Metin =>
:::

JULIA KRISTEVA – KORKUNUN GÜÇLERİ/ İĞRENÇLİK ÜZERİNE BİR DENEME
İğrençlik yaklaşımı ve korkulan
şey bölümlerinde bu iki kavram arasındaki bağ keşfedilmeye çalışılmıştır.
Öncelikle iğrencin ne olduğundan başlamak gerekirse, iğrencin en bilinmesi
gereken özelliği, tanımlanamayan öteki’nin içerisinde yer almasıdır. Yani kişi
kendisiyle özdeşleştirmediği, bununla birlikte de tanımlayamadığı bir şeyden
iğrenir. İğrenç bu anlamda, ben’in karşısında, ötekinin de uzağında bir
yerdedir. İstenmeyen, reddedilen ve özümsenmeyene dahildir. İğrençlik kavramı
ise bedenimizde hıçkırık ve kusma ile paralellik gösterecek biçimde varlığını sürdürür.
İğrenç, bedenin içine kazınmış bir yerdedir. Kontrol edilemeyen ; ancak özne
tarafından bazı tanımlanmalarla oluşturulmuş bir “şey”dir. Bu noktada örneğin
ölüm, yaşayan tarafından bakıldığında sınırın belirlendiği noktadır.

:::

Veri listesi =>
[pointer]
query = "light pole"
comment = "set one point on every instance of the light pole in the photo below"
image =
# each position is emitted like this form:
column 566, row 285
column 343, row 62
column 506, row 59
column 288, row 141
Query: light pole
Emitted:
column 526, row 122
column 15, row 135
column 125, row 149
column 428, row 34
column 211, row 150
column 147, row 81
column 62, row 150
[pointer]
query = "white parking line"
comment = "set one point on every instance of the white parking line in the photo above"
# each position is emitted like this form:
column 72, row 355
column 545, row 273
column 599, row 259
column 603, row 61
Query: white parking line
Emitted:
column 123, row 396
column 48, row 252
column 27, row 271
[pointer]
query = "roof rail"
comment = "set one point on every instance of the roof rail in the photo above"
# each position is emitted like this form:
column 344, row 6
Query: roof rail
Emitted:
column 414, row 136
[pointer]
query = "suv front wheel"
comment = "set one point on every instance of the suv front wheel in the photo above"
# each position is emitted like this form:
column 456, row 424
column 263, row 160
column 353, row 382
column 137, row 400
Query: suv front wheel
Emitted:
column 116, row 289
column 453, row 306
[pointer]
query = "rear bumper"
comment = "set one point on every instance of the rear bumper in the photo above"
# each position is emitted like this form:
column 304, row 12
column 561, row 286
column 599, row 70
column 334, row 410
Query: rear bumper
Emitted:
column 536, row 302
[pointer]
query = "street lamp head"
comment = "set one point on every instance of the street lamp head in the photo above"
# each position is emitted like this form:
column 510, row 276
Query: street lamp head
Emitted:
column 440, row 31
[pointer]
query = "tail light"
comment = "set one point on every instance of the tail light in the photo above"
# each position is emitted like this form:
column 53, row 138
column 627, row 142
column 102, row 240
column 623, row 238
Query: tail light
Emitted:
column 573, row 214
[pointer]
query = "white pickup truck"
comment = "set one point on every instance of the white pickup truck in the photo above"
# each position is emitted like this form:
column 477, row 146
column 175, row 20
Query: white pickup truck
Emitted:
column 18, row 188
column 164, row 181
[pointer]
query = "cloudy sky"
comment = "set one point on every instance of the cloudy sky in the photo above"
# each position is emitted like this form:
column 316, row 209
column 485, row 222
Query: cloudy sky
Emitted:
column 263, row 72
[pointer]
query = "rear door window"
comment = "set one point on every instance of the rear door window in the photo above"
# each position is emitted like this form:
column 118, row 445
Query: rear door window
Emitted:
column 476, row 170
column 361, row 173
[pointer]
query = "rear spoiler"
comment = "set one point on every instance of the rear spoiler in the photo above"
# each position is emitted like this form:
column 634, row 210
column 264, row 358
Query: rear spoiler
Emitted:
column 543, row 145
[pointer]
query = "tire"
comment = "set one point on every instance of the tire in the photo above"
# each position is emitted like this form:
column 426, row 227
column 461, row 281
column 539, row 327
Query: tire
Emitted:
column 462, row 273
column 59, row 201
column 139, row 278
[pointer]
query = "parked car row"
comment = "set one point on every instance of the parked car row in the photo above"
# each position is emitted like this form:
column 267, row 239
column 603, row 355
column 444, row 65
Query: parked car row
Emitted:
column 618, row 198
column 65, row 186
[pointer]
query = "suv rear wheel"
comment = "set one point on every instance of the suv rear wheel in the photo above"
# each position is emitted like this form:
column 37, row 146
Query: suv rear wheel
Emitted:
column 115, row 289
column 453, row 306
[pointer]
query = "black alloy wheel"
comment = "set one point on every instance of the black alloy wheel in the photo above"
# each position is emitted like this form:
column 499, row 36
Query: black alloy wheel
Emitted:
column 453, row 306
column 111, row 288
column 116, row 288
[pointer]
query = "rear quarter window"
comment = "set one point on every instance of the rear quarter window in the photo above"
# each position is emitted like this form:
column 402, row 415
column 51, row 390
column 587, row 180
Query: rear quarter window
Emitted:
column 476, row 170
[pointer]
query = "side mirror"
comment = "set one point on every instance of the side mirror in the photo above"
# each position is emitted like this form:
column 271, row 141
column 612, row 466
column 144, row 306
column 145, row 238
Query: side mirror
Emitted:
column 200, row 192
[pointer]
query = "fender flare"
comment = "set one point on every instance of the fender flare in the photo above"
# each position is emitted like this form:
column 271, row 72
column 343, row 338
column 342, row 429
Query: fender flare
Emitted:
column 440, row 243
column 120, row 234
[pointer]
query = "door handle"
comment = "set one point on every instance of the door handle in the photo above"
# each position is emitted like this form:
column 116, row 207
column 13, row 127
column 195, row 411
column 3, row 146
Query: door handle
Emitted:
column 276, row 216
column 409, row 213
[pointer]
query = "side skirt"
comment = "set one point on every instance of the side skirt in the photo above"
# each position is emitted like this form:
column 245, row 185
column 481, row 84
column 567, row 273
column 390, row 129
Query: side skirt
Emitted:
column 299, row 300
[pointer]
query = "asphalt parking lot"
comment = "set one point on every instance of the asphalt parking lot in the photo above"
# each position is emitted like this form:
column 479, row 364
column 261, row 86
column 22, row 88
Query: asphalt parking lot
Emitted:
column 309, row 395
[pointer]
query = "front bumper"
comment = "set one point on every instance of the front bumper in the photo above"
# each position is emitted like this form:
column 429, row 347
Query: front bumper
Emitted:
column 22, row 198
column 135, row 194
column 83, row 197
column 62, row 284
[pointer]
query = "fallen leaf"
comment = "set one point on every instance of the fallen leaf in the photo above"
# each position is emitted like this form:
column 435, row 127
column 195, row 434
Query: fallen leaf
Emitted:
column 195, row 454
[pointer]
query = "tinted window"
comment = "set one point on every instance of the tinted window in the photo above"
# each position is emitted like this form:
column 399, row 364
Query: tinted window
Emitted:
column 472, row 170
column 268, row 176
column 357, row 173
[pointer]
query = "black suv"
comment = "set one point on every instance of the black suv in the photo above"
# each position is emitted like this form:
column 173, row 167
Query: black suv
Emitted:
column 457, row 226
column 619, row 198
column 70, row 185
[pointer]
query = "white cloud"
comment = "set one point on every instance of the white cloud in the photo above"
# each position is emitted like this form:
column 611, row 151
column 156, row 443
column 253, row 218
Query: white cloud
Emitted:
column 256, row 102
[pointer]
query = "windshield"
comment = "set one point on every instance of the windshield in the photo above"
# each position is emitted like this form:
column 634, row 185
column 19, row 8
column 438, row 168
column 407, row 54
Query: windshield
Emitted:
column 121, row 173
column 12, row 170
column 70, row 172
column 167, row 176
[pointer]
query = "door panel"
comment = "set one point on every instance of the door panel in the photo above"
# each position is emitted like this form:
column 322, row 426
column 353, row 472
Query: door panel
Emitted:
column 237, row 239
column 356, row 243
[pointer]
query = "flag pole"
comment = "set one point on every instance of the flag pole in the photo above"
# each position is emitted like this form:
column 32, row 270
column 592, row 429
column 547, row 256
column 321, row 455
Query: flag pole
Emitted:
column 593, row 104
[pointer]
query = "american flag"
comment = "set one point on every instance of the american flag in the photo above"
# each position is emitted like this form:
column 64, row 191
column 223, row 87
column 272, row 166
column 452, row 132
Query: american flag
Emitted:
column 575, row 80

:::

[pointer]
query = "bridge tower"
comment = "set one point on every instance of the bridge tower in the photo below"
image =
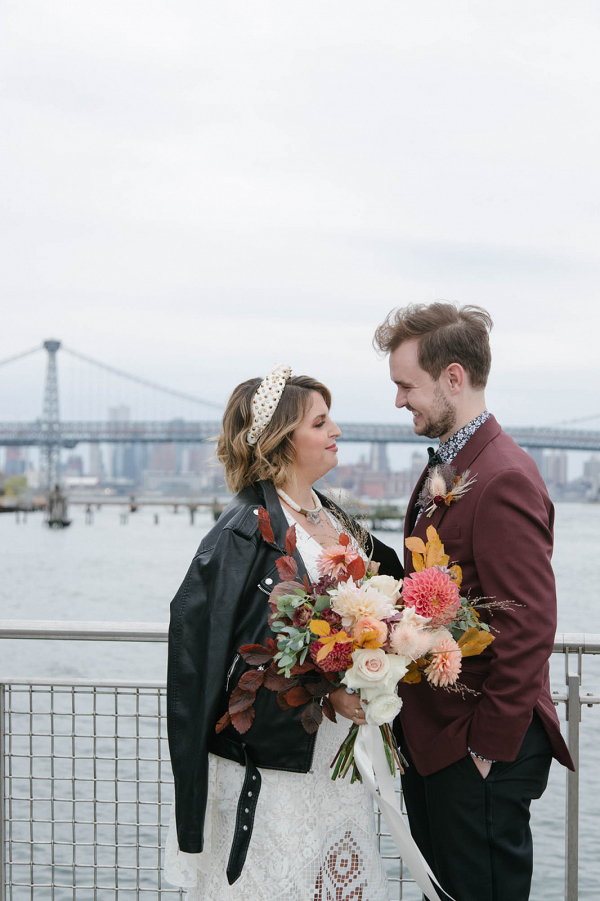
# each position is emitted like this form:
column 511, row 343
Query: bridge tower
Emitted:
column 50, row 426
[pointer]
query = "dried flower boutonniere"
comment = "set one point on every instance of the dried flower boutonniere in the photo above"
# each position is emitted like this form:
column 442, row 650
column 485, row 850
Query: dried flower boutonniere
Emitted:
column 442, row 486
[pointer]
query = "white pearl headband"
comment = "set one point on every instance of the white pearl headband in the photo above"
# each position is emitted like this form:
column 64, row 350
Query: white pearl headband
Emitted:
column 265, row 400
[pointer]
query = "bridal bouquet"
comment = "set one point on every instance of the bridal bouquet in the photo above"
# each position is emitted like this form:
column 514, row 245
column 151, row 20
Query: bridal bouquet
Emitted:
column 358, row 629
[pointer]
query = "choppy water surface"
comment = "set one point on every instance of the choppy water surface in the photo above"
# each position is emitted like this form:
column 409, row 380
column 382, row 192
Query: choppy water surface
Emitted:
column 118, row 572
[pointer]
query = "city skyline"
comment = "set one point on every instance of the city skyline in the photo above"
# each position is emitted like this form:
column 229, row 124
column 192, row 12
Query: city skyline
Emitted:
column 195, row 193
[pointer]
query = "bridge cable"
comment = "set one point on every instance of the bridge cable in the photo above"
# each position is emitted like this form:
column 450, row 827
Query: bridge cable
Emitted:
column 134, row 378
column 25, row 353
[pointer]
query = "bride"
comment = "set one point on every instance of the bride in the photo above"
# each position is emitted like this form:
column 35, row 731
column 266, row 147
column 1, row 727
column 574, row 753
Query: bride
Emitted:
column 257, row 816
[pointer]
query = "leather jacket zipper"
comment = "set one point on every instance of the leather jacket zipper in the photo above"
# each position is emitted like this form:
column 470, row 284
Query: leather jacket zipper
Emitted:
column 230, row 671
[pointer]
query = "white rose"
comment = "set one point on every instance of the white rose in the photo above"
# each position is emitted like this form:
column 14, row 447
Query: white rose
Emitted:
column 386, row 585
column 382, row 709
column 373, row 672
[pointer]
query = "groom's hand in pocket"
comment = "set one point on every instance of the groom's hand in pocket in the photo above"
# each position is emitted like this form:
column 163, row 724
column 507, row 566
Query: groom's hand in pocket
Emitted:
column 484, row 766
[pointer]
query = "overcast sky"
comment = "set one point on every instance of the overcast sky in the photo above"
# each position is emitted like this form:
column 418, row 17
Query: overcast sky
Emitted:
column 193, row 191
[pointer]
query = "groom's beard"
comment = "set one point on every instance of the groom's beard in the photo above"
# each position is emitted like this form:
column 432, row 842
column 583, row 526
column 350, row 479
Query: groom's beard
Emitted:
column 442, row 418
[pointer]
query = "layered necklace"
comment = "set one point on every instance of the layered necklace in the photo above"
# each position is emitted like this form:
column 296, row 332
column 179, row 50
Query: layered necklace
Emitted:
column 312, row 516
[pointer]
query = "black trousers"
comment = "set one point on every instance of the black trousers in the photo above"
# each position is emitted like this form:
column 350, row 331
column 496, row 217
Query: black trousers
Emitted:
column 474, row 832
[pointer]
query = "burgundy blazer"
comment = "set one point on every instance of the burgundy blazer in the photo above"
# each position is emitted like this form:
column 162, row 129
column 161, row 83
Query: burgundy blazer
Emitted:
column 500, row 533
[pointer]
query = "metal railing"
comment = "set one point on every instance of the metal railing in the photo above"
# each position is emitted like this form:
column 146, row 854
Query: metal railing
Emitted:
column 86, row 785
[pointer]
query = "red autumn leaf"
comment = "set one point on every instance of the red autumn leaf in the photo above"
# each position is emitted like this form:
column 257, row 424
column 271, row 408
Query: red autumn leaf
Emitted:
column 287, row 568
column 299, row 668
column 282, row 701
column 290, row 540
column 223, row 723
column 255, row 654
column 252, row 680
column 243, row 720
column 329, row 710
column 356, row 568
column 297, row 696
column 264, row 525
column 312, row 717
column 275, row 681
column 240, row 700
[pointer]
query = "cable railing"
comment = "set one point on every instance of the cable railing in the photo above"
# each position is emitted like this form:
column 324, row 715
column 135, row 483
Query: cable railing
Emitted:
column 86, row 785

:::

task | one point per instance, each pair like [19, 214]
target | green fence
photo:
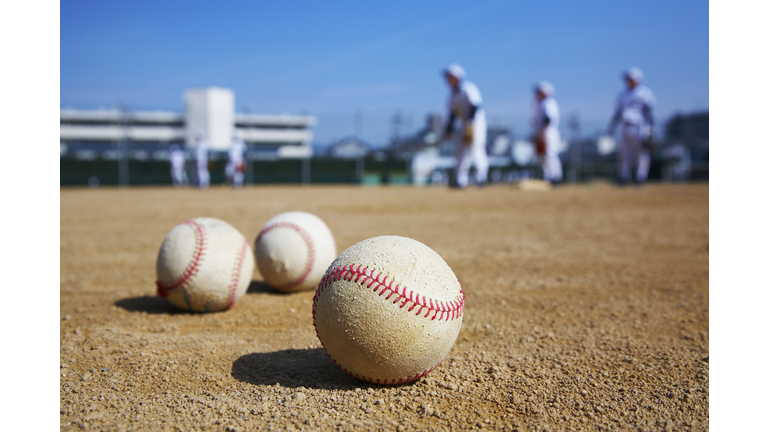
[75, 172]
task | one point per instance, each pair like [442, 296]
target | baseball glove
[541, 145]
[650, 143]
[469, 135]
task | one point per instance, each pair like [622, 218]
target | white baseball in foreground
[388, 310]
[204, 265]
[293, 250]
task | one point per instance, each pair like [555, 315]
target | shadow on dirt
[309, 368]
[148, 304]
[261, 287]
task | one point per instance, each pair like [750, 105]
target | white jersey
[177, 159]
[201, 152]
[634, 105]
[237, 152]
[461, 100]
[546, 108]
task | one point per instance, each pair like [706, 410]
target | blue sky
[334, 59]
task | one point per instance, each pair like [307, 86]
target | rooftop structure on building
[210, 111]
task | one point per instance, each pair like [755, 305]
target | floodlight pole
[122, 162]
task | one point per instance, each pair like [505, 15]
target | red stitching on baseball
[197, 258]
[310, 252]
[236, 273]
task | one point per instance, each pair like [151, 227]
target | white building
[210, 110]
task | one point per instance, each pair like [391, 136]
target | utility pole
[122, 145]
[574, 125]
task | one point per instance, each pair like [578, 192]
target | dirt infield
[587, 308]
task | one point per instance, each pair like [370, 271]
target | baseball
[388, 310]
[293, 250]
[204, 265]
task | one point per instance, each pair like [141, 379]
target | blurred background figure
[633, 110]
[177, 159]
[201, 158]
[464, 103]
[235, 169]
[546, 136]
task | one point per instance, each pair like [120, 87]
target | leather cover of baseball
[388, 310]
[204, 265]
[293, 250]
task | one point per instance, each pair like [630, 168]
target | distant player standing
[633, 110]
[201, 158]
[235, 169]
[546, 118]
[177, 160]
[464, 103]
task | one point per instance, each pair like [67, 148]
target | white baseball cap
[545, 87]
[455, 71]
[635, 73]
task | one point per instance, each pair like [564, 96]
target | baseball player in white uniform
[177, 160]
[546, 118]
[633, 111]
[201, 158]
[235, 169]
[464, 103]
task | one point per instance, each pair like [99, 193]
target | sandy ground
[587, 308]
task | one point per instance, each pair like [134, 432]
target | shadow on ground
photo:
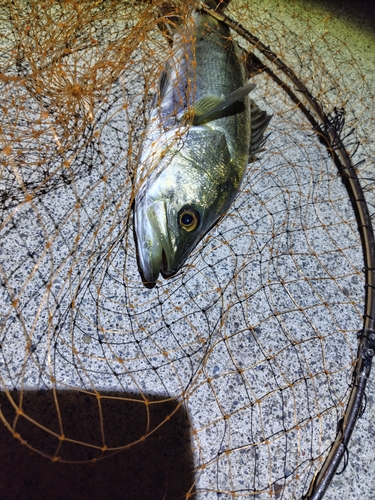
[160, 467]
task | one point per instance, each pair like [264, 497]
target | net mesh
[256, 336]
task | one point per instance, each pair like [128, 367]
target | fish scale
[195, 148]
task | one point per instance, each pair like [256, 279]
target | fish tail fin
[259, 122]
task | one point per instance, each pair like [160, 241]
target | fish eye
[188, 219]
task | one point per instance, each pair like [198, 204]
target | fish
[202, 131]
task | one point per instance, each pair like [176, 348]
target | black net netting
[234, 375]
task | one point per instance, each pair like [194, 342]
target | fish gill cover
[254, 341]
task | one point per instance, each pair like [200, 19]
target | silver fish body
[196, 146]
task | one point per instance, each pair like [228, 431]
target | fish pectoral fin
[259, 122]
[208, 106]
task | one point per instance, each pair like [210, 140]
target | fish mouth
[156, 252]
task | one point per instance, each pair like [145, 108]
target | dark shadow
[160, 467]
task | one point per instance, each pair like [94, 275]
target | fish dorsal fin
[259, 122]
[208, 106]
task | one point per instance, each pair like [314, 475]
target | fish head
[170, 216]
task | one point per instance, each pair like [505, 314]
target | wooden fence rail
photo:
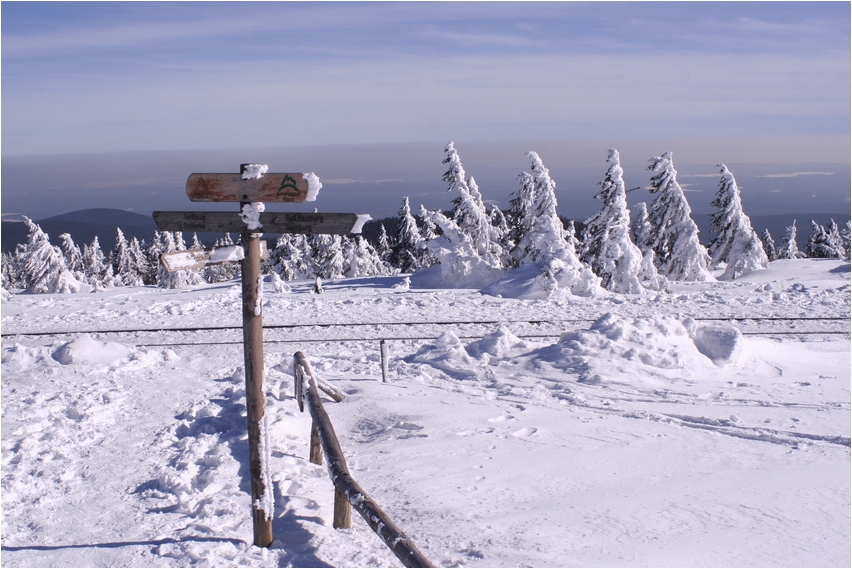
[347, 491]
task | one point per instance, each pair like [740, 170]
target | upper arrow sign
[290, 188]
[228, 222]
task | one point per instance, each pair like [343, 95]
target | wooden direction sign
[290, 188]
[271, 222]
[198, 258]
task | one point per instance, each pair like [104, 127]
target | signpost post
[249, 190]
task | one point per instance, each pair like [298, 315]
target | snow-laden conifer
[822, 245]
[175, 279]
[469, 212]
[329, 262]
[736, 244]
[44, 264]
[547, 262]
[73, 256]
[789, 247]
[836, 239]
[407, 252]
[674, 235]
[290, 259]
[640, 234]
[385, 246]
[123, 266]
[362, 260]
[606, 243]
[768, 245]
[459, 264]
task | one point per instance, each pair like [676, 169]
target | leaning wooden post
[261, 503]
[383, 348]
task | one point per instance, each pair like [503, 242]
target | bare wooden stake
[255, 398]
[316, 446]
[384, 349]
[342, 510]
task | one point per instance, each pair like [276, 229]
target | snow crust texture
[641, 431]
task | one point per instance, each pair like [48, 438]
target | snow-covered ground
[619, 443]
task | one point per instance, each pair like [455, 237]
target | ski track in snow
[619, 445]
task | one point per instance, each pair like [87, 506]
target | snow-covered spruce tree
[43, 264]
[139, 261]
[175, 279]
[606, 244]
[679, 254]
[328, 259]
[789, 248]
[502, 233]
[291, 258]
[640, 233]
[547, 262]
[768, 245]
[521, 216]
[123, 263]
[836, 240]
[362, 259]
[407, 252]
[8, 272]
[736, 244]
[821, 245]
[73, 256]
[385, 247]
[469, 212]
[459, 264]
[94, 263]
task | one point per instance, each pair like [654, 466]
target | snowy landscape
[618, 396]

:::

İstenenler =>
1. Metne göre kişi bir şeyden neden iğrenir? Bir ile üç cümle arasında açıklayın.
2. Metinde iğrençlik kavramının bedende neyle paralellik gösterdiği söyleniyor?
3. Metinden, "JULIA KRISTEVA –" ifadesini içeren sözlerle başlayıp "bağ keşfedilmeye çalışılmıştır." sözleriyle biten kısmı aynen aktarın.

Görev yanıtları =>
1. İğrencin en bilinmesi gereken özelliği, tanımlanamayan ötekinin içinde yer almasıdır. Bu yüzden kişi, kendisiyle özdeşleştirmediği ve tanımlayamadığı bir şeyden iğrenir.

2. Hıçkırık ve kusma ile.

3.
JULIA KRISTEVA – KORKUNUN GÜÇLERİ/ İĞRENÇLİK ÜZERİNE BİR DENEME
İğrençlik yaklaşımı ve korkulan
şey bölümlerinde bu iki kavram arasındaki bağ keşfedilmeye çalışılmıştır.